• WHAT NEEDS TO BE DONE
Write the entries out exactly, with the final line being the one containing "positive clicks: (41, 61) (42, 45) (44, 60)".
### RECORDS SUPPLIED
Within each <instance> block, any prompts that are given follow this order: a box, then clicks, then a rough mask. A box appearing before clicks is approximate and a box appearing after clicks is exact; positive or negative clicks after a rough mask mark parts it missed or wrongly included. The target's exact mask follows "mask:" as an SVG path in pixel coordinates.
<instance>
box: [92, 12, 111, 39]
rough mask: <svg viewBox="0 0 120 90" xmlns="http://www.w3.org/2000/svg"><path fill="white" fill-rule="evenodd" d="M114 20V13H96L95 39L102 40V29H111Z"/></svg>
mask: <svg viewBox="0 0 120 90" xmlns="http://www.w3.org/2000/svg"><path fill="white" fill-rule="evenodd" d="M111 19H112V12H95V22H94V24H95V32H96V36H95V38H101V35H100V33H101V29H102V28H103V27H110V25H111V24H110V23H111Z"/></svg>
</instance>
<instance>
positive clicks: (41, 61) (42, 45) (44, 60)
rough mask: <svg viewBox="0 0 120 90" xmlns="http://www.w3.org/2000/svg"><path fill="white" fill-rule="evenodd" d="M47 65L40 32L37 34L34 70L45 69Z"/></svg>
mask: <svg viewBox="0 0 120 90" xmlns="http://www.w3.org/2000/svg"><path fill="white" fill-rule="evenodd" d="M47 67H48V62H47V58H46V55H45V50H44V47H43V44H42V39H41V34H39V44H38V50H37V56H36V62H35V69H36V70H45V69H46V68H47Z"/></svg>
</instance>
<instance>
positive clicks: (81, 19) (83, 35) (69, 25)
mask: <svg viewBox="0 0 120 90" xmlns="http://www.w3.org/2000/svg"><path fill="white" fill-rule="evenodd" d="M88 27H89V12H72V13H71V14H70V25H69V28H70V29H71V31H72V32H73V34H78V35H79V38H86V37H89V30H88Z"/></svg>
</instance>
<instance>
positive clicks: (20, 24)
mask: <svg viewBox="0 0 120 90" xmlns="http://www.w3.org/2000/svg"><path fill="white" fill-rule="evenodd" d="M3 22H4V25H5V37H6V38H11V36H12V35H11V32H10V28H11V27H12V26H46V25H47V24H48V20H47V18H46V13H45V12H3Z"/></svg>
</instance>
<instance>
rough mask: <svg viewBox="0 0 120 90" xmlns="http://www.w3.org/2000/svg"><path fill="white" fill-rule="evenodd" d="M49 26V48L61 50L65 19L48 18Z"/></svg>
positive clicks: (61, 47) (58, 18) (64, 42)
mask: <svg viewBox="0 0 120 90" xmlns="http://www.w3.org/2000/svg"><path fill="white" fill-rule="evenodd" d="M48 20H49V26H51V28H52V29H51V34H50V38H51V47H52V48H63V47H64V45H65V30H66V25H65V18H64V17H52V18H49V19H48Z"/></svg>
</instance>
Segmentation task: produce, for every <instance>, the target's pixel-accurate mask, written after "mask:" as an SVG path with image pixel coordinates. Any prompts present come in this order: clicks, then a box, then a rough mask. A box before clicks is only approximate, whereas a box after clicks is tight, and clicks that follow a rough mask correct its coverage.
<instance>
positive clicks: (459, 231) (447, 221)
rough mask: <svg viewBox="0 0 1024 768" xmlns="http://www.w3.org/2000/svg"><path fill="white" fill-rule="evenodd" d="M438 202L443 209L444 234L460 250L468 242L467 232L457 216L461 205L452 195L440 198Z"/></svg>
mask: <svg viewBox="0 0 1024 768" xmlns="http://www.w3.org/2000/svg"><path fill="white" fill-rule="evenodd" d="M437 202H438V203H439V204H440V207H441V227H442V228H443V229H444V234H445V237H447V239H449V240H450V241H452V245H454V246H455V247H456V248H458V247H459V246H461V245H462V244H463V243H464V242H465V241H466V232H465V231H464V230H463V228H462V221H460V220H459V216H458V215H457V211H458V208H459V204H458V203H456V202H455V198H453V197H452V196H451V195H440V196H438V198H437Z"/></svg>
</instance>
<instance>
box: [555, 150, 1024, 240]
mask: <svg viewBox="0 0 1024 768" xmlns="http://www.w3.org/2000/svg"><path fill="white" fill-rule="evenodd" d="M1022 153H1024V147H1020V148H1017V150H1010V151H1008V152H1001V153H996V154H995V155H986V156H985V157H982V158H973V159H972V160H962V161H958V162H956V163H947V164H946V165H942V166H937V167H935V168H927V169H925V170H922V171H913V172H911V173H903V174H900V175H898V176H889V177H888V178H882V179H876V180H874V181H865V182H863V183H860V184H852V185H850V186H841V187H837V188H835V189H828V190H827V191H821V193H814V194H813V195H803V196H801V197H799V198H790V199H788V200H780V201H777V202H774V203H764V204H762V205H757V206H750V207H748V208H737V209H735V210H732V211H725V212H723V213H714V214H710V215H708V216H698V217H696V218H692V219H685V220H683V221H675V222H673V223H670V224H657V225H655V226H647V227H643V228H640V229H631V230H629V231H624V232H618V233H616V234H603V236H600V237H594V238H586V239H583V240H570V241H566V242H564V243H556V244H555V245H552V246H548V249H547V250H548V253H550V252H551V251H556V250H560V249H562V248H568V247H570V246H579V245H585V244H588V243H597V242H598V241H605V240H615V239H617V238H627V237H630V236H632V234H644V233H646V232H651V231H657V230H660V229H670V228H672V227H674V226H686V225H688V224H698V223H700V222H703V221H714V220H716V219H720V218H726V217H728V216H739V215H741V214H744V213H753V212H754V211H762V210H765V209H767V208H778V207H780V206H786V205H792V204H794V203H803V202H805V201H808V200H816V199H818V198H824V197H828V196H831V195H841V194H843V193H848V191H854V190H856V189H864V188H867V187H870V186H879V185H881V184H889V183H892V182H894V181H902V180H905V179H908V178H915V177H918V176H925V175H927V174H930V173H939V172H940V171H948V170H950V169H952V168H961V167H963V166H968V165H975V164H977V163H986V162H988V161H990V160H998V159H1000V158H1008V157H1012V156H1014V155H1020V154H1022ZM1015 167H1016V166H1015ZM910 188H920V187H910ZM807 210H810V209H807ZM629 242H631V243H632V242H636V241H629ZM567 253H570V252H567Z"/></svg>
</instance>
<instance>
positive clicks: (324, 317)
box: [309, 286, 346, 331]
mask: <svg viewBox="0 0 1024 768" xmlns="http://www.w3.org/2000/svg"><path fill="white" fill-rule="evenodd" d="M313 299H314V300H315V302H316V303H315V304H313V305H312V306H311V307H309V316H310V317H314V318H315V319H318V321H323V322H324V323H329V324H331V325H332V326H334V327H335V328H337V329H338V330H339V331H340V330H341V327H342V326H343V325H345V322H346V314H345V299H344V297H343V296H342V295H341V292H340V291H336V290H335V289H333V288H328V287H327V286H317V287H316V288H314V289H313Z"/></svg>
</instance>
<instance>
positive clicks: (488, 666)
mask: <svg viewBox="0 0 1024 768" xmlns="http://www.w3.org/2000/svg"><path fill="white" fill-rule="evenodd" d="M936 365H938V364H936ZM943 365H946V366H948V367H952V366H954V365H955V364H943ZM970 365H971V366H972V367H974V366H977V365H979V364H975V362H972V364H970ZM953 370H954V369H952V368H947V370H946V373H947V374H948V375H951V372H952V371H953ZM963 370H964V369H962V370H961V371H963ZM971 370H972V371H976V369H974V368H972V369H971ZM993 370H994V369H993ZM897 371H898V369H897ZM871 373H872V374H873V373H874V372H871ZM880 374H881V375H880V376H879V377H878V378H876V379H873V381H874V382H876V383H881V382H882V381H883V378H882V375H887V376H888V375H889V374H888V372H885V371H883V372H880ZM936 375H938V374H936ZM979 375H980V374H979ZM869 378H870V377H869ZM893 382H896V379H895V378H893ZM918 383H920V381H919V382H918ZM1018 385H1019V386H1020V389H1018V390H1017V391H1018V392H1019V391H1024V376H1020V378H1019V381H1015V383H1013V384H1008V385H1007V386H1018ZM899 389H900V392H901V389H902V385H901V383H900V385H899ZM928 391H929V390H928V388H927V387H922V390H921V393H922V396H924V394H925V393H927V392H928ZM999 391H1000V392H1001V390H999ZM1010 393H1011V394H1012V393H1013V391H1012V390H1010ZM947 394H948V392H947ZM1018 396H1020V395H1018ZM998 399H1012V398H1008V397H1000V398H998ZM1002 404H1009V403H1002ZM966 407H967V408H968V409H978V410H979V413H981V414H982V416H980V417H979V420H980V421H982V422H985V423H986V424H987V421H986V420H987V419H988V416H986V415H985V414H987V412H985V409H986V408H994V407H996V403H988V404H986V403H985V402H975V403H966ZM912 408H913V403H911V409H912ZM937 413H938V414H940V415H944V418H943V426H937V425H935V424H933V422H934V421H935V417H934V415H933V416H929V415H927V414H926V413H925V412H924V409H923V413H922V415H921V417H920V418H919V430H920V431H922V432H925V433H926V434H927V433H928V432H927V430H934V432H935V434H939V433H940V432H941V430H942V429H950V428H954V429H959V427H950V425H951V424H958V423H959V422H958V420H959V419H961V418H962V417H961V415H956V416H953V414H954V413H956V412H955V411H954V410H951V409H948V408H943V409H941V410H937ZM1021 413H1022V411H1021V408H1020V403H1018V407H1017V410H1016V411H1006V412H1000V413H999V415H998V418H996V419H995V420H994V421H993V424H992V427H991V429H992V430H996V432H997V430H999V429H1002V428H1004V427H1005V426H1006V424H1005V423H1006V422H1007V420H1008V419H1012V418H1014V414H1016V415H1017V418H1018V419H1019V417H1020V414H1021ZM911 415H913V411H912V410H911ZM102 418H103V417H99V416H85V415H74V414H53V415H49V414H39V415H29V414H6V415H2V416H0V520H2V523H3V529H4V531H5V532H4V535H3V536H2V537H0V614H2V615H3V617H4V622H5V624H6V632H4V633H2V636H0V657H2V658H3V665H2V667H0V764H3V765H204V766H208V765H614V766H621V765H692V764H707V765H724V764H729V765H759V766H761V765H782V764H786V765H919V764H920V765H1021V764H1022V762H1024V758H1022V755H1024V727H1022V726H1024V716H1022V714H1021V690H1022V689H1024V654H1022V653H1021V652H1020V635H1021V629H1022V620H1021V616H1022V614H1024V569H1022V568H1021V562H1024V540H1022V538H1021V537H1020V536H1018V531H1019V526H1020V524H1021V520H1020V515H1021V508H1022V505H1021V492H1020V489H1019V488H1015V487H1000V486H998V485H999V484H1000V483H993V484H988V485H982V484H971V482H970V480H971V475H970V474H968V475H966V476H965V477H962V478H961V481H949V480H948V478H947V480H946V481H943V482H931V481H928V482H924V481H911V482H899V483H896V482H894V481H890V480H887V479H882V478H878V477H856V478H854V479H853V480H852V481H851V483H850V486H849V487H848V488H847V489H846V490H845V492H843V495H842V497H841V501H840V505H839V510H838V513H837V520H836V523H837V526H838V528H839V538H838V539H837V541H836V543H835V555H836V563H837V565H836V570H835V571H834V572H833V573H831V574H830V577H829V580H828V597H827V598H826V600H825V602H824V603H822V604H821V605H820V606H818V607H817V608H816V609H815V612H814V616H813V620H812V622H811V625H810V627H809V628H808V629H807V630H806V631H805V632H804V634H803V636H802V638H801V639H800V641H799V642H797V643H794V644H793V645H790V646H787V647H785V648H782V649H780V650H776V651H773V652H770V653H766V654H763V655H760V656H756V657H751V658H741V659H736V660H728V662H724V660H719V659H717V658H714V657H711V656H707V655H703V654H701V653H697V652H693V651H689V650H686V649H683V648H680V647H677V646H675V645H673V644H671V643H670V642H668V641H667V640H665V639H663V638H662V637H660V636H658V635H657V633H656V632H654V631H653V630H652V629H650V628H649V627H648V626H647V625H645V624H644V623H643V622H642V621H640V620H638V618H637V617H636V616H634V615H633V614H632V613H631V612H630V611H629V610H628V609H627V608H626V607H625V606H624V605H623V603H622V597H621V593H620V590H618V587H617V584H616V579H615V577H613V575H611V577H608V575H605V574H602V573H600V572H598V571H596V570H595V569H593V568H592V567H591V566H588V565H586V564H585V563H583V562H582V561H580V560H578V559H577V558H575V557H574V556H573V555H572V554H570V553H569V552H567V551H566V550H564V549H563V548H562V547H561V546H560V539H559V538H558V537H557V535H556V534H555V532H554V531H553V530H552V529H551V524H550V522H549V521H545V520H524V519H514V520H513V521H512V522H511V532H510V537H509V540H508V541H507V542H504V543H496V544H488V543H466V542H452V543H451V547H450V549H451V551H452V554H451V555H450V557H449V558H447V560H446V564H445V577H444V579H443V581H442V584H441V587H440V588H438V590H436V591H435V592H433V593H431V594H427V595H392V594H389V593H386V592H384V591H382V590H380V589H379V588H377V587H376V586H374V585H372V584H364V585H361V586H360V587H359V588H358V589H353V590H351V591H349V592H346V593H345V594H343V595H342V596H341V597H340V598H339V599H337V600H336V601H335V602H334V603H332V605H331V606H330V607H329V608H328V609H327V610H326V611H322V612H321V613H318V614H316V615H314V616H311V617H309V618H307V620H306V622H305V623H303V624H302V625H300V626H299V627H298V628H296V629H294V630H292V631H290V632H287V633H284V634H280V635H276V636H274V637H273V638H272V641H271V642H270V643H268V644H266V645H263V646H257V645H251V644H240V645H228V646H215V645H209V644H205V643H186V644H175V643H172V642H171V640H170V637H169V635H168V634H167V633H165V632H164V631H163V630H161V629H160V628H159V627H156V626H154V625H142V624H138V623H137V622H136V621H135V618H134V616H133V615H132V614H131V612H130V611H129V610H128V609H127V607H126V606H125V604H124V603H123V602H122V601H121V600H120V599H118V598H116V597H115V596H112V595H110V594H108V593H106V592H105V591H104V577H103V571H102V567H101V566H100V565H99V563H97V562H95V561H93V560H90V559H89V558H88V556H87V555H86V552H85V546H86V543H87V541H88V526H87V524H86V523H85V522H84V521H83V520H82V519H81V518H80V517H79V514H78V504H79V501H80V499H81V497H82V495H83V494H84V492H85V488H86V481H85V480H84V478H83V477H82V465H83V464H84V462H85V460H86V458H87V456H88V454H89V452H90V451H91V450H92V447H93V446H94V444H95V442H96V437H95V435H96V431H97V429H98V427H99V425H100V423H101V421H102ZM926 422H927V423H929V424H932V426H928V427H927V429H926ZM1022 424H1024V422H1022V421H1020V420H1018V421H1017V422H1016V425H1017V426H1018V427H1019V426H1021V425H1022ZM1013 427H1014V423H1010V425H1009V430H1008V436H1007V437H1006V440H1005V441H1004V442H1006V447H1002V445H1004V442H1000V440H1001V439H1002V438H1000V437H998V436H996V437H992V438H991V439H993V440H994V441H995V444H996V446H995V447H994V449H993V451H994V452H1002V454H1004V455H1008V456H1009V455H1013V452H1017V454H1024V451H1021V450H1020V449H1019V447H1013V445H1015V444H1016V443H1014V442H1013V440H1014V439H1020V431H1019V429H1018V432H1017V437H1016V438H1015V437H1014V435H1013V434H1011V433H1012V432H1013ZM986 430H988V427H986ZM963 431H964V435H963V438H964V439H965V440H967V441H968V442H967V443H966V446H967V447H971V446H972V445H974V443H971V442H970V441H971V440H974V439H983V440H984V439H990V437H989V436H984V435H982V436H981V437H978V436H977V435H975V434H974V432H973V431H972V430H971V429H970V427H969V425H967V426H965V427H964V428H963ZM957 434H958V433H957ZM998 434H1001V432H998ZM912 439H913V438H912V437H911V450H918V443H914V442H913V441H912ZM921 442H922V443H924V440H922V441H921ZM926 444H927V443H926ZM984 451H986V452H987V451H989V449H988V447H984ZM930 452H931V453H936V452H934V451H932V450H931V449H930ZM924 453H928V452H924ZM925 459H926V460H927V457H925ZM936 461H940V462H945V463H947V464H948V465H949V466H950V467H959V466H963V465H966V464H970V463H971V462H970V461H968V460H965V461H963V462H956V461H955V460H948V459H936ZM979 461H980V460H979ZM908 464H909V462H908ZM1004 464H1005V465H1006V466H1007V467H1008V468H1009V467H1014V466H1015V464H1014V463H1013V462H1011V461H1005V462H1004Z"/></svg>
######
• RESULT BELOW
Within each <instance> block, any prompts that are given follow this order: a box, then clicks, then a rough mask. A box appearing before clicks is approximate and a box appearing after clicks is exact; positive or negative clicks after a rough mask mark parts it missed or wrongly included. The target's exact mask follows "mask:" as an SVG path in pixel coordinates.
<instance>
box: [92, 12, 111, 39]
rough mask: <svg viewBox="0 0 120 90" xmlns="http://www.w3.org/2000/svg"><path fill="white" fill-rule="evenodd" d="M114 20V13H96L95 39L102 40V29H111Z"/></svg>
mask: <svg viewBox="0 0 120 90" xmlns="http://www.w3.org/2000/svg"><path fill="white" fill-rule="evenodd" d="M111 19H112V12H95V22H94V24H95V32H96V36H95V38H101V35H100V33H101V29H102V28H103V27H110V25H111V24H110V23H111Z"/></svg>
</instance>
<instance>
positive clicks: (41, 61) (42, 45) (44, 60)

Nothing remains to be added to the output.